(Task prompt) Reading the records below, find how many lines include the word "white" and give that number alone.

(Stored data entries)
● ● ● ●

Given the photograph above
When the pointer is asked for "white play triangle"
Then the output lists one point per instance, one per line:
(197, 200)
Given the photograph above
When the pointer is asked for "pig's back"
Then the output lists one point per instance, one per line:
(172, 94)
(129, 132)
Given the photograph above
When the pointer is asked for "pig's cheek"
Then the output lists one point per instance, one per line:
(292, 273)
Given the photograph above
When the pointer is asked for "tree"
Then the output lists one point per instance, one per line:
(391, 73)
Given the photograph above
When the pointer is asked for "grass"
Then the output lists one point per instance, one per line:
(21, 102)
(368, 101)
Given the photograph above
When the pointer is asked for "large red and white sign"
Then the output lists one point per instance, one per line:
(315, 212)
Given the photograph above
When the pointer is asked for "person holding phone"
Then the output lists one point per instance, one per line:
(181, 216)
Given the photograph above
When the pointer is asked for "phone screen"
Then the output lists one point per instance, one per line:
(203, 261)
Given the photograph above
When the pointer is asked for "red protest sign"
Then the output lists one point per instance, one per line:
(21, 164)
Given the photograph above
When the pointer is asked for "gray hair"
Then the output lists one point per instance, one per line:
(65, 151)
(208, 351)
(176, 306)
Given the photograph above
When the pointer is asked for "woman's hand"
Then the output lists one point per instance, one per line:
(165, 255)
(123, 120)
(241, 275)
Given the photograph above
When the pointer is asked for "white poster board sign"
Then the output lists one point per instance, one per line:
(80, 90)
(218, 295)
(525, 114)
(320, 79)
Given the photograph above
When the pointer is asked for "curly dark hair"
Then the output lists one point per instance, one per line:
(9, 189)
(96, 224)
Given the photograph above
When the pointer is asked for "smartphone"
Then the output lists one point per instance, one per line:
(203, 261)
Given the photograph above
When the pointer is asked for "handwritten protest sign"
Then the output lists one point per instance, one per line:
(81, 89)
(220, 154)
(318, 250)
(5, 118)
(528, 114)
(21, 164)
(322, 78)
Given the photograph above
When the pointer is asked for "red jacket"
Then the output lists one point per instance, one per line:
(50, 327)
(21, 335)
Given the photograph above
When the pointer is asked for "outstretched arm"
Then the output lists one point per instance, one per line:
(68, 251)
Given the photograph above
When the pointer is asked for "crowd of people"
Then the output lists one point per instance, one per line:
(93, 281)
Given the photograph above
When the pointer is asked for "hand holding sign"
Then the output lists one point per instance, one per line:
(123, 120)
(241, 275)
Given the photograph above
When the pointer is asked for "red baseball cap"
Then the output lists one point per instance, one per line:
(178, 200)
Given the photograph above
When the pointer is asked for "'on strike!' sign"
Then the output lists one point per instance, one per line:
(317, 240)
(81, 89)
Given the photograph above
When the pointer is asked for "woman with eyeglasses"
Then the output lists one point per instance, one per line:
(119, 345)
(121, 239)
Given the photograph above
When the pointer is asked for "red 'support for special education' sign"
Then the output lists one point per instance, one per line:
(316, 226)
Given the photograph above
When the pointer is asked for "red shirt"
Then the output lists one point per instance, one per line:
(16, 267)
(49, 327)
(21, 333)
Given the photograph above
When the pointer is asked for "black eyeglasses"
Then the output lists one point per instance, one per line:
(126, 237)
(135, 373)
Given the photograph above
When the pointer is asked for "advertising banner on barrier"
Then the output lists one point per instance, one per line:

● ● ● ●

(Solution to the exercise) 3